BRIEF: Copy every record below, exactly as written.

ITEMS:
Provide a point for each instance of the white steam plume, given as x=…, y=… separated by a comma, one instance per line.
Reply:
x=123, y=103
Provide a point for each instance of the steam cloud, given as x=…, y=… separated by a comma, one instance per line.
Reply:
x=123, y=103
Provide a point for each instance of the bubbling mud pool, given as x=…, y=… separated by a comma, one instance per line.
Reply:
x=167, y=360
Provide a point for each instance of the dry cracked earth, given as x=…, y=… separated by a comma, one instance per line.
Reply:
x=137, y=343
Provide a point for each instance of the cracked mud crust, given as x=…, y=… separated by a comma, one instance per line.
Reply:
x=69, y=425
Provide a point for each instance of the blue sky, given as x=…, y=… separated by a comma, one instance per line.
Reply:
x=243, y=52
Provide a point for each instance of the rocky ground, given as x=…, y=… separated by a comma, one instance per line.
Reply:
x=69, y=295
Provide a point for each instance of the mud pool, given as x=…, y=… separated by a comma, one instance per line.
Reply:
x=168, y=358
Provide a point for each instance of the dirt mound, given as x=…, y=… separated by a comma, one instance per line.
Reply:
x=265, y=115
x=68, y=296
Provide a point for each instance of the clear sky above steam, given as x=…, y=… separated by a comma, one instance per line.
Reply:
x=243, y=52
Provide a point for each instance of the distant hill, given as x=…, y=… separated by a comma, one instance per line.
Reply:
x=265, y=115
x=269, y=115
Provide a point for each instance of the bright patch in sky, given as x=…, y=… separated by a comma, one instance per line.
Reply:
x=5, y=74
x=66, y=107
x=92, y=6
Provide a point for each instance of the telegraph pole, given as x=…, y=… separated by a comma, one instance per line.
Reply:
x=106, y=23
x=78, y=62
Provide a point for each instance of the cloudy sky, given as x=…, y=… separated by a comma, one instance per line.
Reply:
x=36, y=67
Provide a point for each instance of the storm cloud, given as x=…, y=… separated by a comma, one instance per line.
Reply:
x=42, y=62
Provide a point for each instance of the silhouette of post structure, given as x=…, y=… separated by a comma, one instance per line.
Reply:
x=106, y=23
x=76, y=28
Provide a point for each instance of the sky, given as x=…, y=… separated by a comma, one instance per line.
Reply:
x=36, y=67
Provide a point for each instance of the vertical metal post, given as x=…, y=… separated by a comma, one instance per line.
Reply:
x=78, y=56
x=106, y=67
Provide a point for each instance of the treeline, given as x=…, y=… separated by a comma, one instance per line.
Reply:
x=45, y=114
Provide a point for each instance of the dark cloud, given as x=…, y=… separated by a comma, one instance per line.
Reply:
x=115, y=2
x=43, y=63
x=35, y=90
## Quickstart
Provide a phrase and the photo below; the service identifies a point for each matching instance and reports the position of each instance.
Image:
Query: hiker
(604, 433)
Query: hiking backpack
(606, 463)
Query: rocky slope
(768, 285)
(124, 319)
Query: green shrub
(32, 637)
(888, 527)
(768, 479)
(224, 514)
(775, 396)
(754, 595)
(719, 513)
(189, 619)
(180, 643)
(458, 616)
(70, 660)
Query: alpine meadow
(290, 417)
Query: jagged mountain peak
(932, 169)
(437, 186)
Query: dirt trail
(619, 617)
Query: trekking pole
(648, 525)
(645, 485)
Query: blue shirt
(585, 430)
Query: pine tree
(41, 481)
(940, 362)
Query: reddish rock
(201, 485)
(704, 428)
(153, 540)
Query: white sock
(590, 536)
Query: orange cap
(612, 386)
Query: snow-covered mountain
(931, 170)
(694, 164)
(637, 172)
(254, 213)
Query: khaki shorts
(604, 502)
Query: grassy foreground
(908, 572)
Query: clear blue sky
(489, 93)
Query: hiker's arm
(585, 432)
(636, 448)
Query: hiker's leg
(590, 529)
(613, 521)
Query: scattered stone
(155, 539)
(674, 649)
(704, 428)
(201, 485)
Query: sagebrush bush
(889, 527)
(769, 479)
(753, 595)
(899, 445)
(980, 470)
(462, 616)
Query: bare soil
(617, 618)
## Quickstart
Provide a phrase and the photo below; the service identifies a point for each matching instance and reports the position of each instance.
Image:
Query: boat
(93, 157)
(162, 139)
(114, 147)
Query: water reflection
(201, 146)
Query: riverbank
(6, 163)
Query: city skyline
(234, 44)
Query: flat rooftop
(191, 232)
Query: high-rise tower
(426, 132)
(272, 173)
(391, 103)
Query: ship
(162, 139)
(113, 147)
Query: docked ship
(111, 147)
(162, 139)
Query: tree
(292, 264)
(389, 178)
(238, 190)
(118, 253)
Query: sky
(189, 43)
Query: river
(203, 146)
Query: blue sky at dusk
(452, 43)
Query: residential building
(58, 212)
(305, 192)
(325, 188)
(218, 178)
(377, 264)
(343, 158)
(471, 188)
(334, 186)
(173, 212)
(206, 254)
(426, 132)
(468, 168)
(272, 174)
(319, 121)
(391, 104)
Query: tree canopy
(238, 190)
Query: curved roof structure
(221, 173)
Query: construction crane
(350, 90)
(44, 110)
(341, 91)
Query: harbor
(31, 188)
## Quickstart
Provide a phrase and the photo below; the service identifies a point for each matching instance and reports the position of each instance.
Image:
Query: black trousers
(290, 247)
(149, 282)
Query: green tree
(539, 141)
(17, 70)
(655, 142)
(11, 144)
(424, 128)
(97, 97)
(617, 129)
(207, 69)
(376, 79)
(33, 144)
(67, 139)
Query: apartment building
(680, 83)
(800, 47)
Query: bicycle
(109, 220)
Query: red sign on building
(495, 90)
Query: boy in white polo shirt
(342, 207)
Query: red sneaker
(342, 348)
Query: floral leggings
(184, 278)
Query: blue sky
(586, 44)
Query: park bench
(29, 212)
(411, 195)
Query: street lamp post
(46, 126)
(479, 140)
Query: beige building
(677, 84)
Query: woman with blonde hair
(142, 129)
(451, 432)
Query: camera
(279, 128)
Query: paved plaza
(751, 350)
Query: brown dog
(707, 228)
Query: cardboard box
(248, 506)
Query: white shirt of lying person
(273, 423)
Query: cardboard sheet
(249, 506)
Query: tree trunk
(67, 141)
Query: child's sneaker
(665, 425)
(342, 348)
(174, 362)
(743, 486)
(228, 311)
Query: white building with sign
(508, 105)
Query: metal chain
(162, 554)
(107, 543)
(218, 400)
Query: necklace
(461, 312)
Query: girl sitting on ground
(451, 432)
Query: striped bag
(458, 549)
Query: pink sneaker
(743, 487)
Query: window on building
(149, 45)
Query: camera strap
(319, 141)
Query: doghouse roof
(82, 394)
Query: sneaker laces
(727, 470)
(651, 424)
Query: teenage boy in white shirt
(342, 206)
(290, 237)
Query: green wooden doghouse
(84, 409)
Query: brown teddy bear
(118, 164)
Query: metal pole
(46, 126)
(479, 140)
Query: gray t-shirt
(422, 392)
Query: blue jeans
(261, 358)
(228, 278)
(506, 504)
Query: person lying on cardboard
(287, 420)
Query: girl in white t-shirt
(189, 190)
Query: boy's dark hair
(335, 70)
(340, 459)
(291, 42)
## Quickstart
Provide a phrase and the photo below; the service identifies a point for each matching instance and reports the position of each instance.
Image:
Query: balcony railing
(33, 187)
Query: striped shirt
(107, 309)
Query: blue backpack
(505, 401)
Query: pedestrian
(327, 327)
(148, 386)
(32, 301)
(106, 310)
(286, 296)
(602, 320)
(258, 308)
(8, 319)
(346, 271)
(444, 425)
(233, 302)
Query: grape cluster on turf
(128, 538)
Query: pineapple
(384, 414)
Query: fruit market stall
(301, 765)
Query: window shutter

REPLY:
Provide a point for each instance of the white steam plume, given as x=…, y=… separated by a comma, one instance per line.
Reply:
x=123, y=103
Provide a point for each instance of the steam cloud, given as x=…, y=… separated by a comma, one instance per line.
Reply:
x=123, y=103
Provide a point for each instance of the bubbling mud pool, given as x=…, y=… separated by a comma, one instance per line.
Reply:
x=167, y=360
Provide a point for each instance of the dry cracked earth, given as x=…, y=… separated by a comma, one instance per line.
Reply:
x=137, y=343
Provide a point for each instance of the cracked mud crust, given as x=…, y=… separated by a comma, one instance per line.
Reply:
x=69, y=425
Provide a point for each instance of the blue sky, given as x=…, y=… separated by a comma, one instance per line.
Reply:
x=243, y=52
Provide a point for each instance of the rocky ground, given as x=…, y=… separated by a comma, one instance per line.
Reply:
x=69, y=295
Provide a point for each instance of the mud pool, given as x=…, y=… separated by a comma, one instance per line.
Reply:
x=168, y=358
Provide a point for each instance of the dirt mound, given as x=…, y=… separated by a comma, one instance per line.
Reply:
x=265, y=115
x=68, y=296
Provide a point for each instance of the clear sky above steam, given as x=…, y=… separated by a comma, one instance per line.
Reply:
x=243, y=52
Provide a point for each instance of the distant hill, given as x=…, y=… separated by a comma, one instance per line.
Reply:
x=265, y=115
x=269, y=115
Provide a point for each instance of the bright patch in sky, given as x=…, y=… separated by a comma, one instance per line.
Reply:
x=5, y=74
x=66, y=107
x=92, y=6
Provide a point for each instance of the telegraph pole, given as x=…, y=… separated by a comma, one instance per line.
Reply:
x=106, y=23
x=78, y=62
Provide a point for each instance of the cloudy sky, given as x=…, y=… separated by a comma, one instance per line.
Reply:
x=36, y=67
Provide a point for each instance of the storm cloud, given as x=…, y=… separated by a comma, one instance per line.
Reply:
x=42, y=62
Provide a point for each instance of the silhouette of post structure, given as x=…, y=… separated by a comma, one instance per line.
Reply:
x=106, y=23
x=76, y=28
Provide a point for each instance of the sky, given as x=…, y=… separated by a comma, one instance per line.
Reply:
x=36, y=67
Provide a point for each instance of the vertical metal post, given as x=…, y=… separated by a comma, one instance per line.
Reply:
x=78, y=56
x=106, y=67
Provide a point for each instance of the treeline, given as x=…, y=… separated by a comma, one instance per line.
Reply:
x=45, y=114
Provide a point for each instance of the dark cloud, given as x=…, y=… separated by a comma, one instance per line.
Reply:
x=115, y=2
x=43, y=63
x=35, y=90
## Quickstart
Provide a phrase and the photo below; the service identifies a point for each matching instance and reports the position of each instance.
Image:
Query: hiker
(604, 433)
Query: hiking backpack
(606, 463)
Query: rocky slope
(768, 285)
(124, 319)
Query: green shrub
(32, 637)
(888, 527)
(768, 479)
(224, 514)
(775, 396)
(754, 595)
(719, 513)
(189, 619)
(180, 643)
(458, 616)
(70, 660)
Query: alpine meadow
(290, 417)
Query: jagged mountain peak
(932, 169)
(437, 186)
Query: dirt trail
(619, 617)
Query: trekking pole
(648, 525)
(645, 485)
Query: blue shirt
(585, 430)
Query: pine tree
(41, 481)
(940, 362)
Query: reddish rock
(201, 485)
(704, 428)
(153, 540)
Query: white sock
(590, 536)
Query: orange cap
(612, 386)
Query: snow-covered mountain
(931, 170)
(694, 164)
(637, 172)
(254, 213)
Query: khaki shorts
(604, 502)
Query: grassy foreground
(908, 572)
Query: clear blue sky
(489, 93)
Query: hiker's arm
(585, 432)
(636, 448)
Query: hiker's leg
(590, 529)
(613, 521)
Query: scattered stone
(155, 539)
(674, 649)
(704, 428)
(201, 485)
Query: sagebrush bush
(889, 527)
(769, 479)
(753, 595)
(899, 445)
(980, 470)
(462, 616)
Query: bare soil
(617, 618)
## Quickstart
Provide a phrase and the photo below; the service identifies a point for each matching instance and reports the position of each instance.
Image:
Query: boat
(93, 157)
(162, 139)
(114, 147)
Query: water reflection
(201, 146)
Query: riverbank
(6, 163)
Query: city skyline
(234, 44)
Query: flat rooftop
(191, 232)
Query: high-rise tower
(426, 132)
(272, 173)
(391, 103)
Query: ship
(162, 139)
(113, 147)
Query: docked ship
(111, 147)
(162, 139)
Query: tree
(292, 264)
(389, 178)
(238, 190)
(118, 253)
Query: sky
(189, 43)
Query: river
(203, 146)
Query: blue sky at dusk
(452, 43)
Query: residential building
(58, 212)
(305, 192)
(325, 188)
(218, 178)
(377, 264)
(343, 158)
(471, 188)
(334, 186)
(173, 212)
(206, 254)
(426, 132)
(468, 168)
(272, 174)
(319, 121)
(391, 104)
Query: tree canopy
(238, 190)
Query: curved roof structure
(221, 173)
Query: construction crane
(350, 90)
(44, 110)
(341, 91)
Query: harbor
(31, 188)
## Quickstart
Provide a phrase and the photo below; the service identifies a point for each matching instance and reports the position of each instance.
Image:
Query: black trousers
(290, 247)
(149, 282)
Query: green tree
(539, 141)
(17, 70)
(655, 142)
(11, 144)
(424, 128)
(97, 97)
(617, 129)
(207, 69)
(376, 79)
(33, 144)
(67, 139)
Query: apartment building
(680, 83)
(800, 47)
Query: bicycle
(109, 220)
Query: red sign on building
(495, 90)
Query: boy in white polo shirt
(342, 207)
Query: red sneaker
(342, 348)
Query: floral leggings
(184, 278)
Query: blue sky
(586, 44)
Query: park bench
(29, 212)
(411, 195)
Query: street lamp post
(46, 126)
(479, 140)
Query: beige building
(677, 84)
Query: woman with blonde hair
(142, 129)
(451, 432)
Query: camera
(279, 128)
Query: paved plaza
(751, 350)
Query: brown dog
(707, 228)
Query: cardboard box
(248, 506)
Query: white shirt of lying person
(273, 423)
Query: cardboard sheet
(249, 506)
Query: tree trunk
(67, 141)
Query: child's sneaker
(665, 425)
(342, 348)
(174, 362)
(743, 486)
(228, 311)
Query: white building with sign
(508, 105)
Query: metal chain
(162, 554)
(107, 543)
(218, 400)
Query: necklace
(461, 312)
Query: girl sitting on ground
(451, 432)
Query: striped bag
(458, 549)
Query: pink sneaker
(743, 487)
Query: window on building
(149, 45)
Query: camera strap
(319, 141)
Query: doghouse roof
(82, 394)
Query: sneaker laces
(727, 470)
(651, 424)
Query: teenage boy in white shirt
(342, 206)
(290, 237)
Query: green wooden doghouse
(84, 409)
Query: brown teddy bear
(118, 164)
Query: metal pole
(46, 126)
(479, 140)
Query: gray t-shirt
(422, 392)
Query: blue jeans
(261, 358)
(228, 278)
(506, 504)
Query: person lying on cardboard
(287, 420)
Query: girl in white t-shirt
(189, 190)
Query: boy's dark hair
(335, 70)
(340, 459)
(291, 42)
## Quickstart
Provide a phrase and the photo below; the service identifies a point for each matching instance and reports the position of each instance.
Image:
Query: balcony railing
(33, 187)
Query: striped shirt
(107, 309)
Query: blue backpack
(505, 401)
Query: pedestrian
(327, 327)
(148, 386)
(32, 301)
(106, 310)
(286, 296)
(602, 320)
(258, 308)
(8, 319)
(346, 271)
(444, 425)
(233, 302)
Query: grape cluster on turf
(128, 538)
Query: pineapple
(384, 414)
Query: fruit market stall
(301, 765)
Query: window shutter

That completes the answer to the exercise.